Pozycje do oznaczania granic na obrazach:
◆ ◆ ◆ ◆

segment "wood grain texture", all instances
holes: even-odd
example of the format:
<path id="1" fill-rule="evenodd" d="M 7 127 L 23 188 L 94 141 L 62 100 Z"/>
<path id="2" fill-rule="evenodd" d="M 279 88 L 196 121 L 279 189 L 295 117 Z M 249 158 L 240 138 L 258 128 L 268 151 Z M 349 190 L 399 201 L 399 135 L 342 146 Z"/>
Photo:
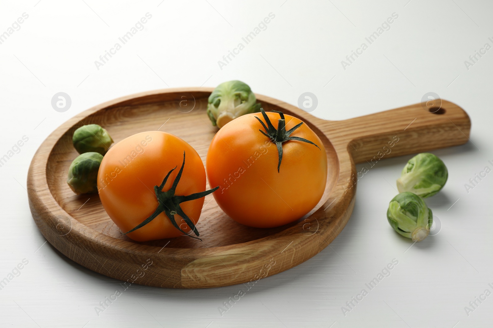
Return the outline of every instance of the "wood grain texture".
<path id="1" fill-rule="evenodd" d="M 217 130 L 205 113 L 212 89 L 168 89 L 124 97 L 81 113 L 50 135 L 33 158 L 28 176 L 31 212 L 48 241 L 77 263 L 129 283 L 198 288 L 253 281 L 266 274 L 266 265 L 275 263 L 268 275 L 282 272 L 315 255 L 335 238 L 354 206 L 355 163 L 464 144 L 470 129 L 466 113 L 445 101 L 442 114 L 429 113 L 417 104 L 330 121 L 257 95 L 266 111 L 297 117 L 320 137 L 328 160 L 325 192 L 305 217 L 272 229 L 237 223 L 209 195 L 197 226 L 203 241 L 188 238 L 134 241 L 121 235 L 97 194 L 75 195 L 68 187 L 67 170 L 77 155 L 72 134 L 84 124 L 102 125 L 115 143 L 140 132 L 166 131 L 189 143 L 205 163 Z M 396 137 L 398 141 L 390 147 Z M 144 271 L 148 259 L 152 264 Z"/>

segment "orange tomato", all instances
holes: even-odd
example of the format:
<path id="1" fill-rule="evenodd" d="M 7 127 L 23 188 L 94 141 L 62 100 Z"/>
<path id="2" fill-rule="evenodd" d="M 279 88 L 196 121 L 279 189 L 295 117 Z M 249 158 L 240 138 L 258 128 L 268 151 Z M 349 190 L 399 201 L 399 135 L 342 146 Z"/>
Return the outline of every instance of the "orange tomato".
<path id="1" fill-rule="evenodd" d="M 265 114 L 272 133 L 282 131 L 284 124 L 289 130 L 302 123 L 289 115 L 282 122 L 279 113 Z M 327 180 L 325 149 L 308 125 L 299 126 L 288 136 L 294 138 L 281 144 L 279 172 L 275 140 L 259 131 L 270 129 L 262 113 L 241 116 L 219 130 L 207 154 L 209 182 L 220 188 L 213 194 L 218 205 L 232 219 L 251 227 L 277 227 L 302 217 L 320 200 Z"/>
<path id="2" fill-rule="evenodd" d="M 157 195 L 164 197 L 162 191 L 172 188 L 182 164 L 182 173 L 175 194 L 187 196 L 204 192 L 206 173 L 202 161 L 191 146 L 176 136 L 158 131 L 141 132 L 123 139 L 110 148 L 100 166 L 98 189 L 106 213 L 122 232 L 126 233 L 142 223 L 156 213 L 158 206 L 164 209 L 163 203 L 168 208 L 175 206 L 169 200 L 163 198 L 158 201 Z M 175 167 L 176 169 L 171 172 L 166 183 L 160 189 L 158 186 Z M 182 198 L 178 200 L 183 201 Z M 195 225 L 199 220 L 203 204 L 203 196 L 184 201 L 177 207 Z M 190 228 L 193 227 L 187 224 L 184 215 L 177 214 L 180 209 L 174 208 L 167 210 L 170 210 L 168 213 L 171 213 L 183 232 L 191 234 Z M 165 211 L 127 236 L 138 241 L 144 241 L 176 237 L 185 235 L 183 232 L 173 225 Z"/>

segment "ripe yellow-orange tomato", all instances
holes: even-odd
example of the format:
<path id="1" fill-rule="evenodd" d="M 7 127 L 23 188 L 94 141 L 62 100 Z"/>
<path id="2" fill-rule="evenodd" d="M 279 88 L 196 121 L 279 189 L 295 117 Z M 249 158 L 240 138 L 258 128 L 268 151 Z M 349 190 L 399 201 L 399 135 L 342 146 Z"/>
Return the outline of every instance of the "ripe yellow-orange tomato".
<path id="1" fill-rule="evenodd" d="M 285 124 L 284 131 L 289 132 L 302 123 L 284 116 L 283 122 L 278 112 L 241 116 L 222 127 L 211 143 L 206 167 L 211 185 L 219 186 L 214 198 L 240 223 L 258 228 L 286 224 L 310 212 L 323 194 L 327 156 L 322 142 L 308 125 L 302 124 L 282 142 L 280 165 L 275 140 L 259 131 L 274 133 Z"/>
<path id="2" fill-rule="evenodd" d="M 206 173 L 200 157 L 190 145 L 173 134 L 158 131 L 141 132 L 109 149 L 100 166 L 98 189 L 106 213 L 123 233 L 134 229 L 155 212 L 160 205 L 156 195 L 172 188 L 182 164 L 183 171 L 175 194 L 187 196 L 204 192 Z M 164 187 L 155 190 L 154 186 L 160 186 L 175 167 Z M 179 207 L 195 225 L 203 204 L 202 197 L 185 201 Z M 175 209 L 172 214 L 177 225 L 187 234 L 189 232 L 192 234 L 182 216 L 176 213 L 179 210 Z M 127 236 L 135 240 L 144 241 L 185 234 L 162 212 Z"/>

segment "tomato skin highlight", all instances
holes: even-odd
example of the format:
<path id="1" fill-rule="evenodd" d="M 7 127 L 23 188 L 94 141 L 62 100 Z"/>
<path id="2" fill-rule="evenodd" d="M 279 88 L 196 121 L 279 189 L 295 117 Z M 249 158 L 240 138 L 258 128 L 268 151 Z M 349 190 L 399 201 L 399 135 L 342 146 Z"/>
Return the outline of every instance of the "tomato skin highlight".
<path id="1" fill-rule="evenodd" d="M 279 114 L 267 112 L 277 128 Z M 278 172 L 276 144 L 262 134 L 264 128 L 247 114 L 234 119 L 216 134 L 206 160 L 213 195 L 231 218 L 250 227 L 272 228 L 295 221 L 310 212 L 323 194 L 327 181 L 327 155 L 323 144 L 306 124 L 291 135 L 317 144 L 295 140 L 282 144 L 282 159 Z M 302 121 L 285 115 L 286 129 Z M 265 123 L 265 122 L 264 122 Z"/>
<path id="2" fill-rule="evenodd" d="M 206 172 L 200 156 L 192 147 L 173 134 L 148 131 L 126 138 L 109 149 L 98 173 L 98 189 L 103 207 L 123 232 L 130 231 L 156 209 L 158 200 L 154 191 L 168 173 L 176 167 L 163 188 L 173 184 L 183 158 L 183 173 L 176 195 L 188 195 L 206 190 Z M 181 207 L 194 224 L 200 216 L 204 197 L 181 203 Z M 193 233 L 178 215 L 176 223 L 187 234 Z M 182 236 L 164 213 L 146 225 L 129 234 L 137 241 Z M 188 238 L 188 237 L 187 237 Z"/>

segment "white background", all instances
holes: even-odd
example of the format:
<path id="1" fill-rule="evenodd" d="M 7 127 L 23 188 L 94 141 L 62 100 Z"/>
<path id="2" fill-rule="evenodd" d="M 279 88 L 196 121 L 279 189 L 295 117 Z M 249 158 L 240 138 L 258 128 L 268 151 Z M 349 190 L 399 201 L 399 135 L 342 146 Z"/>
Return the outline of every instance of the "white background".
<path id="1" fill-rule="evenodd" d="M 2 1 L 0 33 L 23 13 L 29 17 L 0 44 L 0 156 L 23 136 L 29 141 L 0 167 L 0 279 L 23 259 L 29 264 L 0 290 L 0 325 L 491 327 L 493 296 L 468 316 L 464 307 L 485 289 L 493 292 L 493 174 L 468 193 L 464 184 L 485 166 L 493 168 L 493 50 L 468 70 L 464 62 L 485 43 L 493 46 L 493 3 L 408 1 Z M 147 12 L 152 17 L 144 29 L 97 69 L 95 60 Z M 271 12 L 275 18 L 267 29 L 221 69 L 218 60 Z M 344 69 L 341 61 L 394 12 L 390 30 Z M 60 124 L 103 102 L 232 79 L 294 105 L 302 93 L 313 92 L 318 105 L 312 114 L 329 119 L 420 102 L 430 91 L 462 107 L 472 122 L 470 142 L 434 152 L 449 172 L 443 191 L 426 200 L 439 233 L 408 250 L 412 242 L 392 230 L 387 207 L 411 156 L 386 159 L 358 182 L 352 216 L 330 247 L 261 280 L 223 316 L 218 307 L 241 285 L 134 284 L 98 316 L 95 307 L 121 288 L 119 282 L 43 244 L 25 189 L 36 149 Z M 72 100 L 65 113 L 51 105 L 60 91 Z M 341 307 L 394 258 L 390 276 L 345 316 Z"/>

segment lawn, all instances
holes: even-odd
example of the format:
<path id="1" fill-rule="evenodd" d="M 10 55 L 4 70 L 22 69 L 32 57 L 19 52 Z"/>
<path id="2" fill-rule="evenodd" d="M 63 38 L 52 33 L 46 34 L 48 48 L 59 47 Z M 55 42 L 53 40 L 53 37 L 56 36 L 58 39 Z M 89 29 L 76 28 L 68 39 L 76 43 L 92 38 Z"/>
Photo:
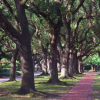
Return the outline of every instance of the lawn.
<path id="1" fill-rule="evenodd" d="M 0 84 L 0 100 L 58 100 L 77 84 L 84 75 L 76 74 L 74 78 L 60 79 L 60 81 L 66 82 L 66 85 L 47 84 L 46 82 L 50 78 L 49 75 L 38 76 L 35 78 L 35 88 L 38 92 L 27 95 L 14 93 L 20 88 L 21 81 L 4 82 Z"/>

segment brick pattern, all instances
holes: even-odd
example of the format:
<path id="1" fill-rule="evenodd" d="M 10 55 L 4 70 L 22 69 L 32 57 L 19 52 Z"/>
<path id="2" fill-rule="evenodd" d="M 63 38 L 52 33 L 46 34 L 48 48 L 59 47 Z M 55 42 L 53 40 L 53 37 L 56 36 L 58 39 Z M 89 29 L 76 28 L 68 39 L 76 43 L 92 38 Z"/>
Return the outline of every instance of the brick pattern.
<path id="1" fill-rule="evenodd" d="M 60 98 L 60 100 L 92 100 L 94 75 L 94 72 L 85 75 L 85 77 L 83 77 L 65 96 Z"/>

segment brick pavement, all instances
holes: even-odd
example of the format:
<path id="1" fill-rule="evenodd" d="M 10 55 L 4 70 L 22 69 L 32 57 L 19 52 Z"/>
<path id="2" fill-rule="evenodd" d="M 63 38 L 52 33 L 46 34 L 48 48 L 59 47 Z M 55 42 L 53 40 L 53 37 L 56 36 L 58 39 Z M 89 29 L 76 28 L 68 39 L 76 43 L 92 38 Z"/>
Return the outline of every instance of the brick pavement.
<path id="1" fill-rule="evenodd" d="M 89 72 L 60 100 L 92 100 L 94 72 Z"/>

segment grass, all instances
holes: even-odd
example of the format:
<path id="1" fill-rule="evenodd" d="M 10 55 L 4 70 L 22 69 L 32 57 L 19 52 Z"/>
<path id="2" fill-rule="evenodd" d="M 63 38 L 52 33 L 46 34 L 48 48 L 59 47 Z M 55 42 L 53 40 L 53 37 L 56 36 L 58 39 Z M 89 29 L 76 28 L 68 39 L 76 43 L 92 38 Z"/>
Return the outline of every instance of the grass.
<path id="1" fill-rule="evenodd" d="M 94 87 L 92 100 L 100 100 L 100 72 L 96 72 L 94 77 Z"/>
<path id="2" fill-rule="evenodd" d="M 52 100 L 53 98 L 59 98 L 76 85 L 83 76 L 84 74 L 76 74 L 74 78 L 60 79 L 60 81 L 66 82 L 67 85 L 46 84 L 45 82 L 48 81 L 50 76 L 38 76 L 35 78 L 35 88 L 37 91 L 41 91 L 42 94 L 12 94 L 20 88 L 21 81 L 4 82 L 0 84 L 0 100 Z"/>

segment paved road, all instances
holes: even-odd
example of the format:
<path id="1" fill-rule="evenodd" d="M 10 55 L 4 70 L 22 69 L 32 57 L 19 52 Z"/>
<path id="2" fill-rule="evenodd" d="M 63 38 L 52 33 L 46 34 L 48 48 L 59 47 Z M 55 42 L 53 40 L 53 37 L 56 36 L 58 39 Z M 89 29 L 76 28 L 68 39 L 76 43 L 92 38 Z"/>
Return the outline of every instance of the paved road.
<path id="1" fill-rule="evenodd" d="M 34 77 L 37 77 L 38 75 L 40 75 L 42 72 L 34 72 Z M 8 81 L 9 80 L 9 76 L 8 77 L 2 77 L 0 78 L 0 83 L 3 83 L 5 81 Z M 21 80 L 22 77 L 21 76 L 16 76 L 16 80 Z"/>

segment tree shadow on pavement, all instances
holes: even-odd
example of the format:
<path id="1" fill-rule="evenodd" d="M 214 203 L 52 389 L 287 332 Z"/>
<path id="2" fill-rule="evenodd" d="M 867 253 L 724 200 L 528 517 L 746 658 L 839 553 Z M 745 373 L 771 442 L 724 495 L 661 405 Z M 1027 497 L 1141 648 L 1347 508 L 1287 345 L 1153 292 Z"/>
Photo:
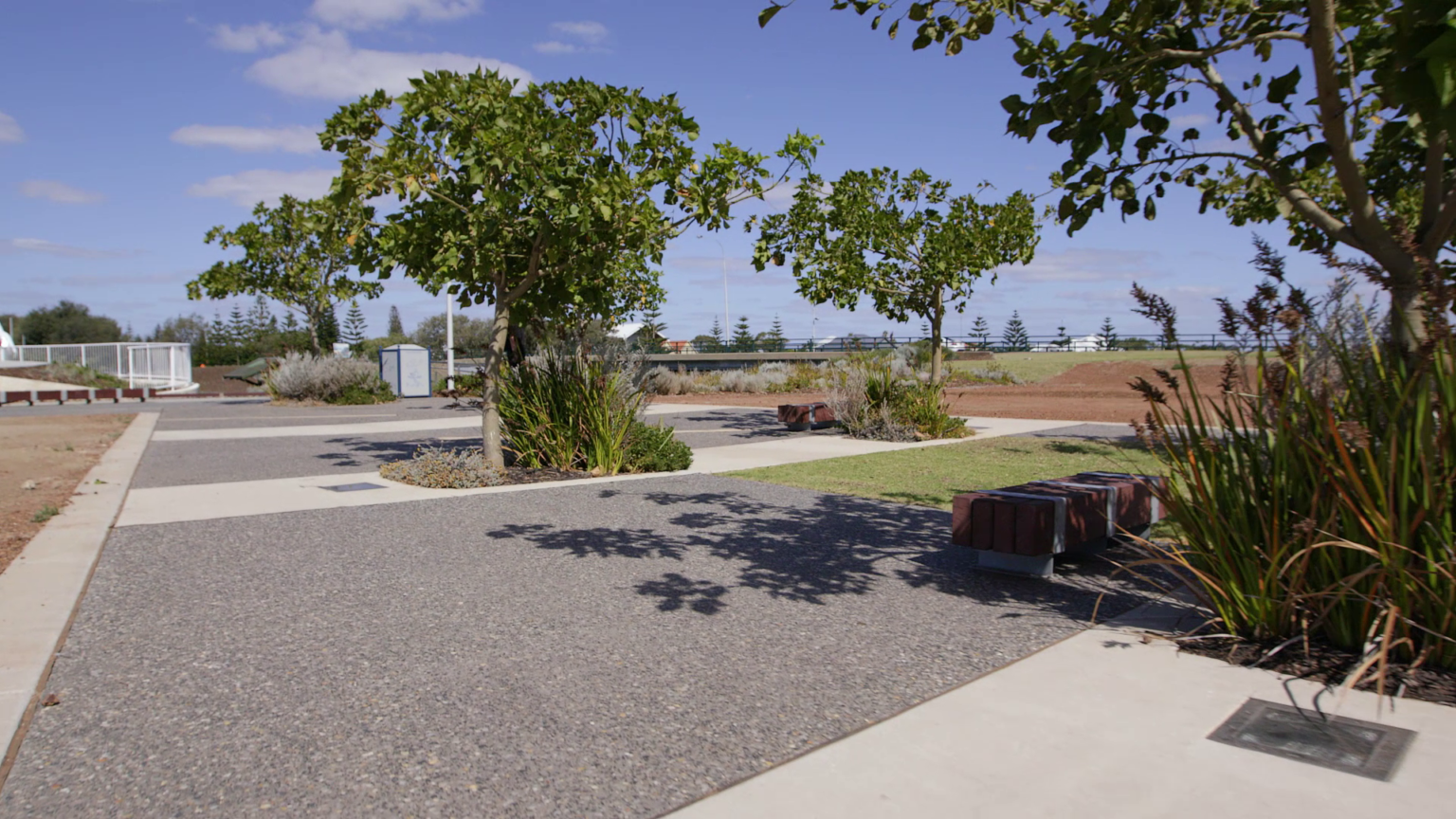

◆ ◆ ◆ ◆

• Krótkie polecenie: Jak wyglądają wiersze od początku danych aż do wiersza z „217 130 L 205” włącznie, gdy zamienisz „wood grain texture” na „oak grain texture”, a resztę zostawisz bez zmian? Obrazy pomiń w odpowiedzi.

• Rozwiązanie zadania:
segment "oak grain texture", all instances
holes: even-odd
example of the format:
<path id="1" fill-rule="evenodd" d="M 7 127 L 23 188 L 94 141 L 62 100 Z"/>
<path id="2" fill-rule="evenodd" d="M 279 88 L 196 121 L 279 189 L 295 117 Z M 249 158 L 240 138 L 258 128 L 268 151 Z M 349 190 L 399 201 L 399 135 L 342 146 Z"/>
Photo:
Return the outline of every instance of the "oak grain texture".
<path id="1" fill-rule="evenodd" d="M 217 130 L 205 113 L 212 89 L 168 89 L 124 97 L 81 113 L 50 135 L 33 158 L 28 176 L 31 212 L 48 241 L 77 263 L 129 283 L 198 288 L 253 281 L 266 274 L 266 265 L 275 263 L 268 275 L 282 272 L 315 255 L 335 238 L 354 206 L 355 163 L 464 144 L 470 129 L 466 113 L 445 101 L 442 114 L 429 113 L 417 104 L 330 121 L 257 95 L 266 111 L 297 117 L 320 137 L 328 160 L 325 192 L 305 217 L 272 229 L 237 223 L 209 195 L 197 226 L 203 241 L 188 238 L 134 241 L 121 235 L 97 194 L 75 195 L 68 187 L 67 170 L 77 155 L 72 134 L 84 124 L 102 125 L 115 143 L 140 132 L 166 131 L 189 143 L 205 163 Z M 396 137 L 398 141 L 390 147 Z M 144 271 L 148 259 L 152 264 Z"/>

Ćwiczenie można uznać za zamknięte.